CONSIGNE A: Indiquez si chacun des énoncés suivants concorde avec l'entretien, en répondant par oui ou non et en citant les mots décisifs du texte : (i) Newton se trouve à 8 miles de Boston ; (ii) la famille de Peter Nathanson était spécialement riche ; (iii) c'est grâce à Jimi Hendrix qu'il a découvert la guitare.

EXTRAIT DU TEXTE:
---+---
Peter Nathanson
L'émission "blues" de radio RDL Colmar animée par Jean-Luc et David BAERST


Peux-tu revenir sur ta jeunesse aux USA et sur la façon dont tu as découvert la musique ?
Je suis né dans une petite ville, Newton, qui se situe à 8 miles de Boston.
Bien que ma famille n'était pas, spécialement, riche il faut avouer que Newton était plutôt un endroit " friqué "…
Ma famille était très sportive à l'image de mon père qui pratiquait de nombreuses disciplines, dont il était presque professionnel quand il était plus jeune.

J'ai, dans un premier temps, suivi cette voie mais au bout d'un moment le sport m'a tapé sur les nerfs, même si je l'appréciais beaucoup.
C'est à travers Jimi Hendrix que j'ai découvert ma faiblesse qui est la guitare. J'ai, au fur et à mesure, délaissé le sport pour la musique. Après l'école je ne traînais pas avec les copains, je préférais rentrer chez moi, au calme, afin de travailler l'instrument en repiquant des riffs sur les disques.
---+---
(Extraits de données de boîtes englobantes)
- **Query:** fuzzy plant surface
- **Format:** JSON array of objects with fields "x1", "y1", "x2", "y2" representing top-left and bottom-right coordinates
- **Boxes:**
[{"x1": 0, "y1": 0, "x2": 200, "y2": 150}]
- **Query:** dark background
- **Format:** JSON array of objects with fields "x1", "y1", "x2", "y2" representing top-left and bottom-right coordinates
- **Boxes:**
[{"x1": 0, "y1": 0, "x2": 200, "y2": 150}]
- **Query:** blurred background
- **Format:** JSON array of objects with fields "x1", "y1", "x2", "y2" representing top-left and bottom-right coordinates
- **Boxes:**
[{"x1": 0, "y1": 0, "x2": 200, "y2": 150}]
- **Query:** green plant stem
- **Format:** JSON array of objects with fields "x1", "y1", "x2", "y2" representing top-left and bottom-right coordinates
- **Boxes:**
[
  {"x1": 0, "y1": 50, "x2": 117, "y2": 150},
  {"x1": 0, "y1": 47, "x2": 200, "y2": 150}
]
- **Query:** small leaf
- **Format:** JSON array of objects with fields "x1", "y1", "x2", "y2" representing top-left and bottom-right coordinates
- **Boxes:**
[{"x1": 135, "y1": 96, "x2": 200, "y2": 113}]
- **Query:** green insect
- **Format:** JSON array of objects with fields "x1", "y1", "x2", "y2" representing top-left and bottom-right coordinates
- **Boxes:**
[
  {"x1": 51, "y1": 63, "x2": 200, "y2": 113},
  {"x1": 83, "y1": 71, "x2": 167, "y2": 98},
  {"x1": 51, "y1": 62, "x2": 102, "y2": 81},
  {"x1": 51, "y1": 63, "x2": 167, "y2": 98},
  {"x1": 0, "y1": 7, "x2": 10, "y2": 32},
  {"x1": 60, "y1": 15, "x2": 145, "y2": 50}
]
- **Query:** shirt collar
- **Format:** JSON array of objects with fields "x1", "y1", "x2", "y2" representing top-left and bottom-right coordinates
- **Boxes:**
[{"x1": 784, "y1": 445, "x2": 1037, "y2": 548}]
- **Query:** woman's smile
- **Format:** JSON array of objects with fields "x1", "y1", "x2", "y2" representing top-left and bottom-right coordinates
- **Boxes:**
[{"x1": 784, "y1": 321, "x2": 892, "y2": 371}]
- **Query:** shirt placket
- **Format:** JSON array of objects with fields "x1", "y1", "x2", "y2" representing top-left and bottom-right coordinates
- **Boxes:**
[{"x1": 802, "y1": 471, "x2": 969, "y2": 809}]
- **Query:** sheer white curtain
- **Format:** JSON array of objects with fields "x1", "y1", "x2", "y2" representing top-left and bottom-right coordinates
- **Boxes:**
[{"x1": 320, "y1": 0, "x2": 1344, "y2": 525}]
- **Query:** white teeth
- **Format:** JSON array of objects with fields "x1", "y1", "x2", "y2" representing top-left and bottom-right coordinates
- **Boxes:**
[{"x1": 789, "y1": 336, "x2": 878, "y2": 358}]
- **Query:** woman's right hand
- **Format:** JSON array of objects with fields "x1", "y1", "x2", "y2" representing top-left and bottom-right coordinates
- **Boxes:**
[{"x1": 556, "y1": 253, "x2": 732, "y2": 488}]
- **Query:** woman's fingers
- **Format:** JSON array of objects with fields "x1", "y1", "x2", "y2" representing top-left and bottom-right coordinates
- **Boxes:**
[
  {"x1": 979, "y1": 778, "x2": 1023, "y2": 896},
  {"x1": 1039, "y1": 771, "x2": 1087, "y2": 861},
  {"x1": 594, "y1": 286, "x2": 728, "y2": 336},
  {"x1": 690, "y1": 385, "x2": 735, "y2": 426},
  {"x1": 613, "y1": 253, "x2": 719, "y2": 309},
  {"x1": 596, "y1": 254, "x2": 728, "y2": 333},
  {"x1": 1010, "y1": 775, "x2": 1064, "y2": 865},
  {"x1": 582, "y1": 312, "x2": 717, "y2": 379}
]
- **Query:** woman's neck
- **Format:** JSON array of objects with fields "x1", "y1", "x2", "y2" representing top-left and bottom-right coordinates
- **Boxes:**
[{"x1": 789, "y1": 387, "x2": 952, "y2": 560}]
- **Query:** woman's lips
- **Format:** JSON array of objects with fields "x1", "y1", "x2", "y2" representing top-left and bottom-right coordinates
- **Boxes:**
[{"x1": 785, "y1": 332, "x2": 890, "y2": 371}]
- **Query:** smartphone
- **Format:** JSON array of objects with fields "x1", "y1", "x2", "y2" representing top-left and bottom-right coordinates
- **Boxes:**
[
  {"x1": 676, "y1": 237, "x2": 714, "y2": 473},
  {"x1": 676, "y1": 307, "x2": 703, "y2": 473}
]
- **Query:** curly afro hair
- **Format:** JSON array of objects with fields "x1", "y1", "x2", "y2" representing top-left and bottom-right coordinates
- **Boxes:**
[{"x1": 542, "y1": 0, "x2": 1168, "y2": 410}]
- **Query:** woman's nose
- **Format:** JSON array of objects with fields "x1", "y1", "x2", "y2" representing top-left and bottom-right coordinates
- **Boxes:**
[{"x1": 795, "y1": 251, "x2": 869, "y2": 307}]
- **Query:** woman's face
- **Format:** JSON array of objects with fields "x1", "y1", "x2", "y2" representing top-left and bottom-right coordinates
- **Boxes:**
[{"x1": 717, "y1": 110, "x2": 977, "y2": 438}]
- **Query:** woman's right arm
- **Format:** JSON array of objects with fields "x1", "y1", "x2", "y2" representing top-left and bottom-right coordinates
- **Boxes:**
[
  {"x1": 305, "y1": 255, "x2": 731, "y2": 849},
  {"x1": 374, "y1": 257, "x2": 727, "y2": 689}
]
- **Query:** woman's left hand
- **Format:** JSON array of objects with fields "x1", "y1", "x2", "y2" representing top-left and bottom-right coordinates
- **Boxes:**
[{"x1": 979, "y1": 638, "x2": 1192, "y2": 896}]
---+---
CONSIGNE B: Reprenez seulement les lignes des entrées qui commencent à celle contenant « - **Query:** woman's left hand » et se terminent à la fin des entrées, bornes comprises. Remplacez-y « JSON array » par « JSON list » sans rien modifier d'autre.

CORRIGÉ A:
(i) Oui : « Newton, qui se situe à 8 miles de Boston ».
(ii) Non : « Bien que ma famille n'était pas, spécialement, riche ».
(iii) Oui : « C'est à travers Jimi Hendrix que j'ai découvert ma faiblesse qui est la guitare. »

CORRIGÉ B:
- **Query:** woman's left hand
- **Format:** JSON list of objects with fields "x1", "y1", "x2", "y2" representing top-left and bottom-right coordinates
- **Boxes:**
[{"x1": 979, "y1": 638, "x2": 1192, "y2": 896}]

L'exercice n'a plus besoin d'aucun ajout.